START Quoted passage
8 key challenges to the future of Russian–African relations
Egypt's President Abdel Fattah el-Sisi and Russia's President Vladimir Putin at the 2019 Russia-Africa Summit in Sochi, Russia Image: REUTERS
This article is part of the World Economic Forum's Geostrategy platform
The year of 2019 is the Year of Africa in Russia. The first Russia–Africa Summit, held in October 2019, marked a turning point in Russia’s new strategy to return to Africa and promote major initiatives to facilitate development on this continent.
It is important to note that through its African strategy Russia does not seek to compete against other outside forces, focusing instead on bringing added value to Africa in the form of projects it has to offer.
Together with the African countries, Russia can carry out this strategy alongside other cooperation initiatives converging with other development assistance projects. The level of political trust among BRICS states makes this convergence especially important and achievable between Africa’s main non-Western partners.
Cooperation between Russia and Africa is solidly rooted in shared values, which include:
• Commitment to decolonization. Unlike Western and a number of Asian countries, Russia has never subjugated Africa, neither politically nor economically, and does not carry the burden of slave trade.
END Quoted passage
START Information supplied
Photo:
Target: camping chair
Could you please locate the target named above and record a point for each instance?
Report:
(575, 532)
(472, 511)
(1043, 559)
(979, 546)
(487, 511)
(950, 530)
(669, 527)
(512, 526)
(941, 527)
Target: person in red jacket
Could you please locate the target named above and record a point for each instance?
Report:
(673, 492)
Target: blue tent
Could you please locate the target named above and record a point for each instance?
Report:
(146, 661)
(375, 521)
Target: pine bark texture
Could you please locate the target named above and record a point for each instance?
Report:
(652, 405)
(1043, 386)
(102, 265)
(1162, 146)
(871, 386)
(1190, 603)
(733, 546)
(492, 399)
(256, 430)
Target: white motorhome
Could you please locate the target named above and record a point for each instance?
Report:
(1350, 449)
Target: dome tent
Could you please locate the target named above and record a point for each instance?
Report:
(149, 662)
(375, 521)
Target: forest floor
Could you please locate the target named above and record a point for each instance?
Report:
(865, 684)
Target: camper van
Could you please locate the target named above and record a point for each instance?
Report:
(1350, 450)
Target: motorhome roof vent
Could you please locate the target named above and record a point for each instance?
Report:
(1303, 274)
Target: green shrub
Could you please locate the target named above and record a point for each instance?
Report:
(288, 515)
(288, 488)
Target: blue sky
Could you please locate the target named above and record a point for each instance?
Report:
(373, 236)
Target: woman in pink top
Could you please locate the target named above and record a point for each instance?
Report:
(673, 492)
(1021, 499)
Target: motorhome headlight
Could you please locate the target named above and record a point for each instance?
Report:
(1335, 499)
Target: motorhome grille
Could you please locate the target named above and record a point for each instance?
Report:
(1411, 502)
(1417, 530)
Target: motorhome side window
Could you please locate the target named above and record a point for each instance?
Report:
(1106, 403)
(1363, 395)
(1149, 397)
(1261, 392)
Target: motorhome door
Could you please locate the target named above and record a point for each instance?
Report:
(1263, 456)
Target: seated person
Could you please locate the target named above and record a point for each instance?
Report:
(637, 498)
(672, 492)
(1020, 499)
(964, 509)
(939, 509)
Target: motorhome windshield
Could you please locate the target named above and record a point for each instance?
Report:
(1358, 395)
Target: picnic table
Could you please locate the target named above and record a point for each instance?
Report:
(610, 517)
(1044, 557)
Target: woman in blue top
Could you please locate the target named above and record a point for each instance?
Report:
END Information supplied
**Work order A**
Quote the article on Russian–African relations from "It is important" to "main non-Western partners.".
**Work order B**
Extend the article on Russian–African relations past its last sentence.
The items have nothing to do with the article on Russian–African relations.

**Answer A**
It is important to note that through its African strategy Russia does not seek to compete against other outside forces, focusing instead on bringing added value to Africa in the form of projects it has to offer.
Together with the African countries, Russia can carry out this strategy alongside other cooperation initiatives converging with other development assistance projects. The level of political trust among BRICS states makes this convergence especially important and achievable between Africa’s main non-Western partners.

**Answer B**
• Afro-optimism. Russia does not view Africa as an insurmountable challenge, as a source of a migration threat, or as a failed continent. Historically, Russia has been supportive of the aspiration by the African countries to develop independently.
• Afro-intellectualism. Russia does not see Africa or Africans as ‘inept students’ who do not know anything and are unable to learn. On the contrary, Russia is committed to unleashing the intellectual, technological, and creative potential of the African population and builds its education policy for Africa accordingly.
Russia is proactively stepping up its contribution to various formats and channels of cooperation with Africa. Business partnerships, civil society initiatives, and expert-level cooperation are gaining momentum on top of established diplomatic and state-to-state channels.
These new formats include:
• Increasing participation of Russian companies in Africa’s security services market as follows – protection of high-ranking officials, training local security forces, and cybersecurity services.
• Political technology sphere with Russians being employed in organizing election campaigns and developing strategies for a number of African politicians.
• Proactive contacts of a number of Muslim regions in Russia with Africa’s Muslim communities, including the spheres of peacebuilding and conflict settlement.
• Cooperation in the religious sphere.
Accordingly, Russia and Russians have gained a comprehensive and multi-faceted footprint in Africa, which helps strengthen trust towards Russia among the African elite and among the public in general.
All this opens new opportunities for Russia’s economic cooperation with Africa, including both large corporations and small and medium enterprises (SMEs).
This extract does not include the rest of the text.